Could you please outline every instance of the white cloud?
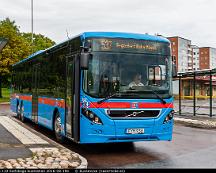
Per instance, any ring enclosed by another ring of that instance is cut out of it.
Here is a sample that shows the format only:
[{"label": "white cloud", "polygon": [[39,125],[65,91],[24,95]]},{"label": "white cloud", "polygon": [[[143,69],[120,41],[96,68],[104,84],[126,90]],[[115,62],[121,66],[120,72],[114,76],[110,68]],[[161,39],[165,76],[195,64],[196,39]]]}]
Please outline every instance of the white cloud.
[{"label": "white cloud", "polygon": [[[10,17],[31,31],[30,0],[4,0],[0,20]],[[83,31],[123,31],[181,36],[216,47],[215,0],[34,0],[34,31],[56,42]]]}]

######

**GOAL OF THE EXERCISE:**
Output every line of the entries above as a JSON list of strings, one string per line, omitting blank lines and leaving out the pictures.

**EXERCISE OUTPUT:**
[
  "Could you please outline every instance of the white cloud?",
  "Per instance, any ring enclosed by another ring of that instance is cut out of it.",
  "Here is a sample that shows the format only:",
  "[{\"label\": \"white cloud\", \"polygon\": [[39,125],[65,91],[24,95]]},{\"label\": \"white cloud\", \"polygon\": [[[143,69],[120,41],[96,68],[104,84],[126,90]],[[115,62],[121,66],[120,72],[114,76],[110,68]],[[161,39],[165,76],[195,64],[196,39]]]}]",
  "Please outline every instance of the white cloud.",
  "[{\"label\": \"white cloud\", \"polygon\": [[[10,17],[31,31],[30,0],[4,0],[0,20]],[[83,31],[123,31],[181,36],[216,47],[215,0],[34,0],[34,31],[56,42]]]}]"
]